EXTRAIT DU TEXTE:
L’inventaire des moyens utilisés est celui d’éléments vidéos simples – un appareil de projection pour les grandes photographies de montagne qui revêtent les murs extérieurs, deux hauts parleurs qui diffusent le bruit du vent grondant de tempête et un petit téléviseur – des objets ordinaires – une table un pichet et un verre d’eau. Il faut compter avec la disposition de l’espace : une petite cellule, (1,8m x 1,5m x 1,7m), au centre d’une grande pièce, (4.3m x 7.3m x 9.1m). Il faut noter qu’aucun élément corporel, aucune silhouette ou image humaines ne participent à la composition.
 
L’économie de moyens et l’absence de composants humains sont remarquables.
 
D’une part elles situent la réalisation dans le registre des « installations » et de ce fait échappent à la catégorie des narrations qui est la plus courante pour les réalisations vidéo. Pourtant cette « installation » bouge. L’animation des images, celles des montagnes balayées par la tempête chahutées comme si celui qui les a filmées était en proie au déséquilibre causé par le vent, celles du paysage révélé dans le téléviseur, comme l’animation sonore rendent l’ensemble vivant. Plus encore, le spectateur est saisi par l’ensemble puis se déplace pour comprendre d’où vient la voix récitant le poème de Saint Jean, la lumière diffuse émanant de la cellule centrale. La disposition de l’espace permet qu’opère en lui le mouvement de l’extérieur vers l’intérieur qui est celui de l’expérience de la réclusion pour Saint Jean. L’installation suscite le mouvement pour une recherche de ce qui est tout d’abord caché. Elle devient un sujet d’expérience ou plutôt une expérience.

DONNÉES FOURNIES:
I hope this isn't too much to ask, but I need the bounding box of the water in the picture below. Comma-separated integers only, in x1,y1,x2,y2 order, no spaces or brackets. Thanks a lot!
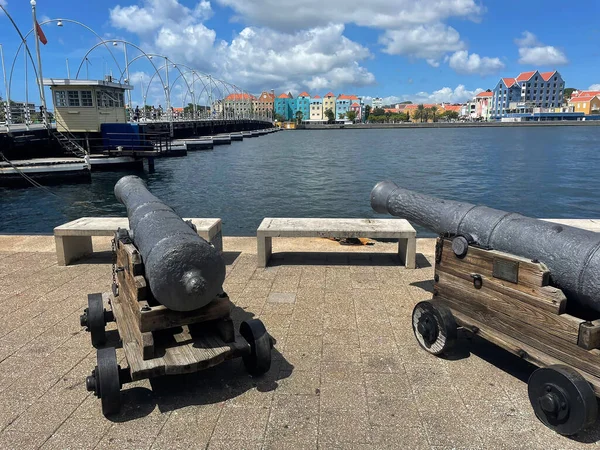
0,126,600,236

CONSIGNE: Recopiez sans rien changer le passage de l'extrait sur l'installation vidéo situé entre « L’inventaire des moyens » et « humains sont remarquables. », ces deux bornes incluses.

RÉPONSE RÉDIGÉE:
L’inventaire des moyens utilisés est celui d’éléments vidéos simples – un appareil de projection pour les grandes photographies de montagne qui revêtent les murs extérieurs, deux hauts parleurs qui diffusent le bruit du vent grondant de tempête et un petit téléviseur – des objets ordinaires – une table un pichet et un verre d’eau. Il faut compter avec la disposition de l’espace : une petite cellule, (1,8m x 1,5m x 1,7m), au centre d’une grande pièce, (4.3m x 7.3m x 9.1m). Il faut noter qu’aucun élément corporel, aucune silhouette ou image humaines ne participent à la composition.
 
L’économie de moyens et l’absence de composants humains sont remarquables.